# GIVEN INSTRUCTION
Count the lines in the records below that contain the string "reflection". Case matters; reply with the number only.

# MATERIAL PROVIDED
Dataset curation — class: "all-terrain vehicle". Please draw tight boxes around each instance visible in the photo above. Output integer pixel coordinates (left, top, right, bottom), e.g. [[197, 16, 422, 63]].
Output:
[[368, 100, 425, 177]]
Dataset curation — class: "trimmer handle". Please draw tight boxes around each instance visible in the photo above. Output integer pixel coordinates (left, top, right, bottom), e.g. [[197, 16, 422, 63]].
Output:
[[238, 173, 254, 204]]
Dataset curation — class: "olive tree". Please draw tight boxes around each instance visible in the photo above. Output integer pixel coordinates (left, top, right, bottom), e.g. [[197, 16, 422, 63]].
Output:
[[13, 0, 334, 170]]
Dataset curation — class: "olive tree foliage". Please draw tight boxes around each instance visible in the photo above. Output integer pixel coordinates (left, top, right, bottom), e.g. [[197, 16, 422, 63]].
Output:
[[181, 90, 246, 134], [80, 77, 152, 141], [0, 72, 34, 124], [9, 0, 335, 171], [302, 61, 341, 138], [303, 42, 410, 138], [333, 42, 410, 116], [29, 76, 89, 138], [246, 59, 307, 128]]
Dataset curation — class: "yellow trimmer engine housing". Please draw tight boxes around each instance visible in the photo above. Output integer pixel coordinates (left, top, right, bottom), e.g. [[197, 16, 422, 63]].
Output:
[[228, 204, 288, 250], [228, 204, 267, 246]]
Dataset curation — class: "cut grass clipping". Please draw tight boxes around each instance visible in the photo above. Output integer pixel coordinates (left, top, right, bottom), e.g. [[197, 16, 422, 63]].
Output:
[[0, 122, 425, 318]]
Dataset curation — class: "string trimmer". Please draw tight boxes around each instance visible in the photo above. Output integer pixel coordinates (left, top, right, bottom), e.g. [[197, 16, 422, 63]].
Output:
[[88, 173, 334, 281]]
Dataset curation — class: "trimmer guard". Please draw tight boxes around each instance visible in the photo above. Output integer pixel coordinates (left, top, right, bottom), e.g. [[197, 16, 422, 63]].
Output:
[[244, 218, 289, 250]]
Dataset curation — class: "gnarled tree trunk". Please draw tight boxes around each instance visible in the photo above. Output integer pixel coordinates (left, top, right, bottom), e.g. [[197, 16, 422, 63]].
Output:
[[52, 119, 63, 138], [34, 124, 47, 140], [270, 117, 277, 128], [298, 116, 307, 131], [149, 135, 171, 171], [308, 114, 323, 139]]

...

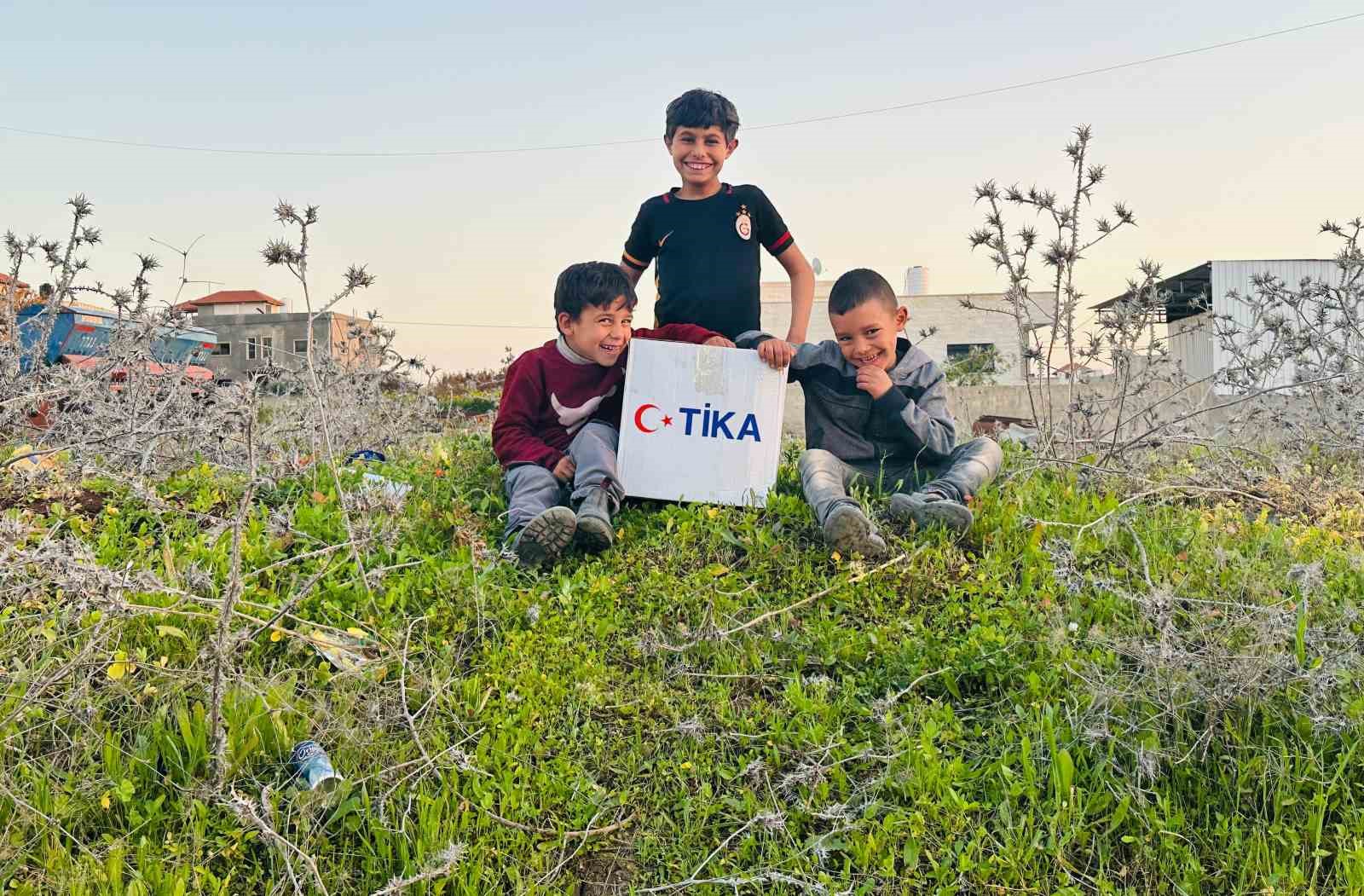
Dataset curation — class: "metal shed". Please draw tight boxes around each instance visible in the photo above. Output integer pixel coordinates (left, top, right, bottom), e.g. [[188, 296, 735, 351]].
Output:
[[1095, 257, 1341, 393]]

==

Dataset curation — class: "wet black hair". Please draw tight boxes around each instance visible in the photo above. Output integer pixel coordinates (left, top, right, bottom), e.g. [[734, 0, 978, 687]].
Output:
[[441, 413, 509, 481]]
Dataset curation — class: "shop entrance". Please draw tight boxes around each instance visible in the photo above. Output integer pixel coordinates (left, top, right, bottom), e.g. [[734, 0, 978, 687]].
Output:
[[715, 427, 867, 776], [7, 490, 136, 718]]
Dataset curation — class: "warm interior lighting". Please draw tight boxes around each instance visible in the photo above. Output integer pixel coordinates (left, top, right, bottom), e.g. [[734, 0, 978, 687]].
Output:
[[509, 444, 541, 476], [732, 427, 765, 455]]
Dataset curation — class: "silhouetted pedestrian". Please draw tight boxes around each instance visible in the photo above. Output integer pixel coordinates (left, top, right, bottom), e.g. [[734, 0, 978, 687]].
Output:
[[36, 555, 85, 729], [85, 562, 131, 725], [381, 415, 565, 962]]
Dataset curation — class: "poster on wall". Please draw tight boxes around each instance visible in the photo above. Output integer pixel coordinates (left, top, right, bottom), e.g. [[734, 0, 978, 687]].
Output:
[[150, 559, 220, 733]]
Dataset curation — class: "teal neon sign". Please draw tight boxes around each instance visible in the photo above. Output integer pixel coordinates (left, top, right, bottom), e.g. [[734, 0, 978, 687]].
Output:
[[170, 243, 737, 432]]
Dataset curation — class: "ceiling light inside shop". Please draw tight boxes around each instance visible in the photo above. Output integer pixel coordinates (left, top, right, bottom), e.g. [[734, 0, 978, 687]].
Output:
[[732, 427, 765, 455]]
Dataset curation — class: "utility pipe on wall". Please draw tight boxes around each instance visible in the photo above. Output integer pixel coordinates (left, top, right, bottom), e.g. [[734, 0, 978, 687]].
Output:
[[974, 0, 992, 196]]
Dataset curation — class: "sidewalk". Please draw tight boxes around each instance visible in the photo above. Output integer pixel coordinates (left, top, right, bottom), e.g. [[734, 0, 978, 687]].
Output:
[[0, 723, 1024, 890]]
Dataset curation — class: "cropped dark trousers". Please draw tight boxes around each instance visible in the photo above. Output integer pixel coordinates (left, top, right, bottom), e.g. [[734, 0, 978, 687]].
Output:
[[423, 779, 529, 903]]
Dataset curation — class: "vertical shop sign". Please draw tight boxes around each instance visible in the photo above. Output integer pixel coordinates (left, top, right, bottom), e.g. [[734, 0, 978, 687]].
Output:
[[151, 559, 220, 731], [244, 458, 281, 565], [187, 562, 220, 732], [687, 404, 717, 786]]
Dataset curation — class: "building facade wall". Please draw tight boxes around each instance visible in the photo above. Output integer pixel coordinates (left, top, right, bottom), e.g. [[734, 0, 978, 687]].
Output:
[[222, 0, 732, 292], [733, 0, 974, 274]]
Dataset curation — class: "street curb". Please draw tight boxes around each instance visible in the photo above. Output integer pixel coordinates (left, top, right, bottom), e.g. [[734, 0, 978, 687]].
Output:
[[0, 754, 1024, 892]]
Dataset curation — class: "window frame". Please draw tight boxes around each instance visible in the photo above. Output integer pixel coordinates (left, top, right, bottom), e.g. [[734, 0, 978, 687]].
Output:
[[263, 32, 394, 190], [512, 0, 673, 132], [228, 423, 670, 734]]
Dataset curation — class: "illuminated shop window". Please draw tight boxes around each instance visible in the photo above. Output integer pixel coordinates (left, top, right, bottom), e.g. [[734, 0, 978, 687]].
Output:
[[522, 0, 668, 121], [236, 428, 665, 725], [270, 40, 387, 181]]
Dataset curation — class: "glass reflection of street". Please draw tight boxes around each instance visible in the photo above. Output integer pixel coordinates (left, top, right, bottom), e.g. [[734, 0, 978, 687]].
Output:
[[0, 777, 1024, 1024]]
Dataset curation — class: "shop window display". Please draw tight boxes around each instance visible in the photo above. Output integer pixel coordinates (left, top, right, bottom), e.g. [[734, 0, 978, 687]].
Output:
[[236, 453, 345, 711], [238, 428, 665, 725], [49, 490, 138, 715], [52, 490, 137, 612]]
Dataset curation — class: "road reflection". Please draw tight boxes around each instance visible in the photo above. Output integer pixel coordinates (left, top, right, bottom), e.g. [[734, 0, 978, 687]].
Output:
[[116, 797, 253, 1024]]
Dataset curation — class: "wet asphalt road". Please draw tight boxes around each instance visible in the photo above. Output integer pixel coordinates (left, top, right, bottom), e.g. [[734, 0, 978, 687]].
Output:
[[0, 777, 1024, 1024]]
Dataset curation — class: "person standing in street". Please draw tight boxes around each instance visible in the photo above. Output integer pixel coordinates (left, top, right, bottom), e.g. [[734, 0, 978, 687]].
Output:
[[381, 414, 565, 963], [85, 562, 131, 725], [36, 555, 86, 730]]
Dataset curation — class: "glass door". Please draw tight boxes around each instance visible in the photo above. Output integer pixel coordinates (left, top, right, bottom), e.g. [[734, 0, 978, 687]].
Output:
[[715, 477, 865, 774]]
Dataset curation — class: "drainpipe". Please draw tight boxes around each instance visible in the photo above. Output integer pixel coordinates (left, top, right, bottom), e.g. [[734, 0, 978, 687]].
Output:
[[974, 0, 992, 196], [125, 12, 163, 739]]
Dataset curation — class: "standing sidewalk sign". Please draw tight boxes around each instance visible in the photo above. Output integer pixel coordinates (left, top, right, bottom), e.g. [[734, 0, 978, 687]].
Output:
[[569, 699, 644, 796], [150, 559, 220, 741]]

# RESULT OF THE EXERCISE
2